#### Given information ####
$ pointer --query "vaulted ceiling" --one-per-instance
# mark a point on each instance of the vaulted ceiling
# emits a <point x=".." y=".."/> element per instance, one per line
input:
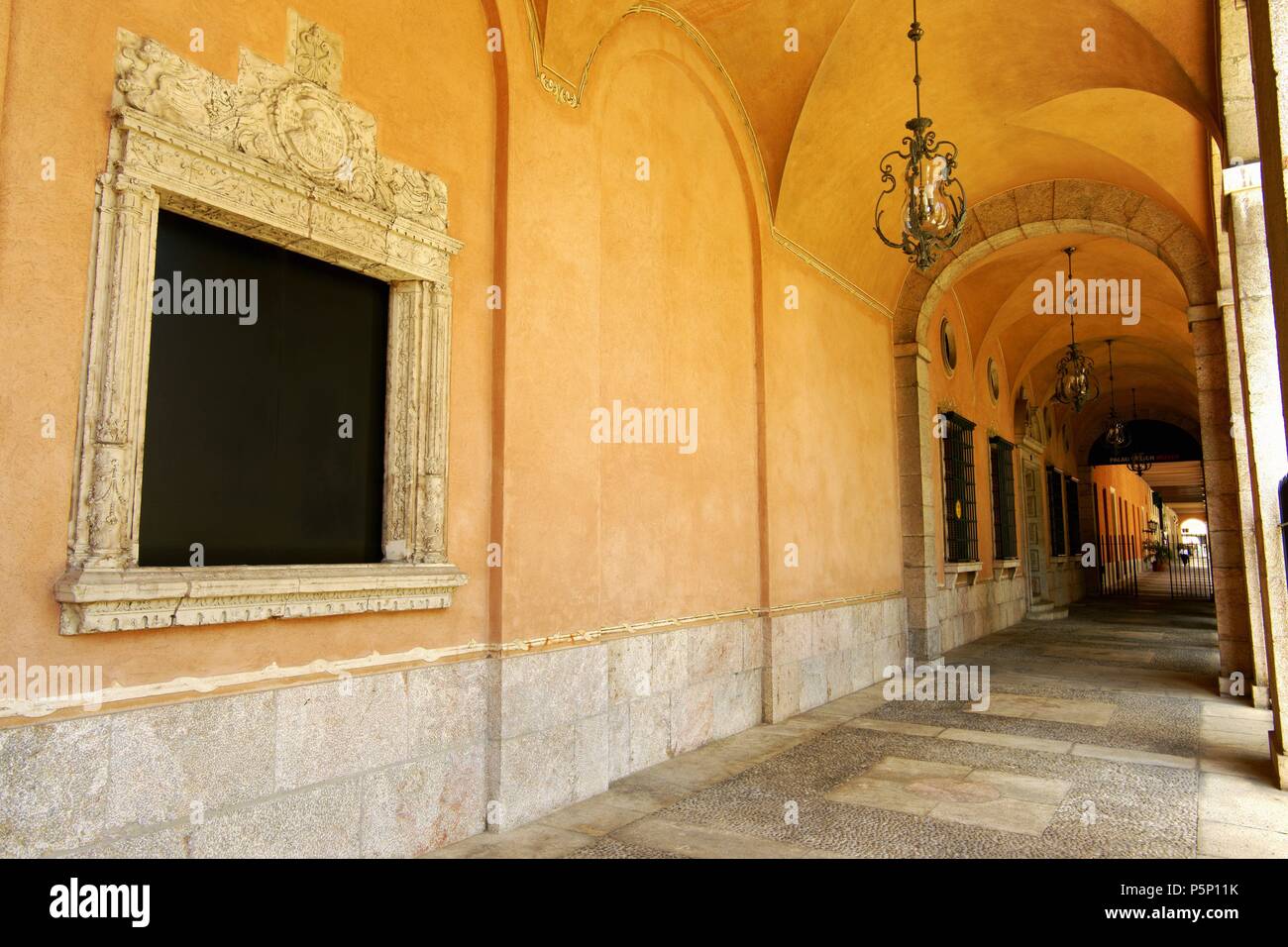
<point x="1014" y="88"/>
####
#### Given information ####
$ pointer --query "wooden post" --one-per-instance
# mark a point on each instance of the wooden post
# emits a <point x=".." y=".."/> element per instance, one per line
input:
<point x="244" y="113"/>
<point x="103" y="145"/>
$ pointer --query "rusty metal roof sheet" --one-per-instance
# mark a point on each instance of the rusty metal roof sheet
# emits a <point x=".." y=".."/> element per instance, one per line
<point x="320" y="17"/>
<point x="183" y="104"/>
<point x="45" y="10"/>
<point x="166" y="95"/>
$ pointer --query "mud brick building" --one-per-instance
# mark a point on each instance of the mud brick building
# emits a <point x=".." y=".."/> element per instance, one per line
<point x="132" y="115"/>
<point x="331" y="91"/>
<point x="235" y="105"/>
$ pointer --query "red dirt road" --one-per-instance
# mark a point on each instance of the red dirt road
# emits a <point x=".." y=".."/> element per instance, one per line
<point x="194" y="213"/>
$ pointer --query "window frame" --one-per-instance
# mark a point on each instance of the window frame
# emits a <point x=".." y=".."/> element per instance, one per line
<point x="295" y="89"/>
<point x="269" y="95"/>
####
**Task details**
Show every line in the data above that contains the string "vaulted". Matching is case-sensitive.

**Reply to the exercise**
$ pointer --query "vaulted ceiling" --one-per-instance
# mark a point on each instance of the vaulted ceiling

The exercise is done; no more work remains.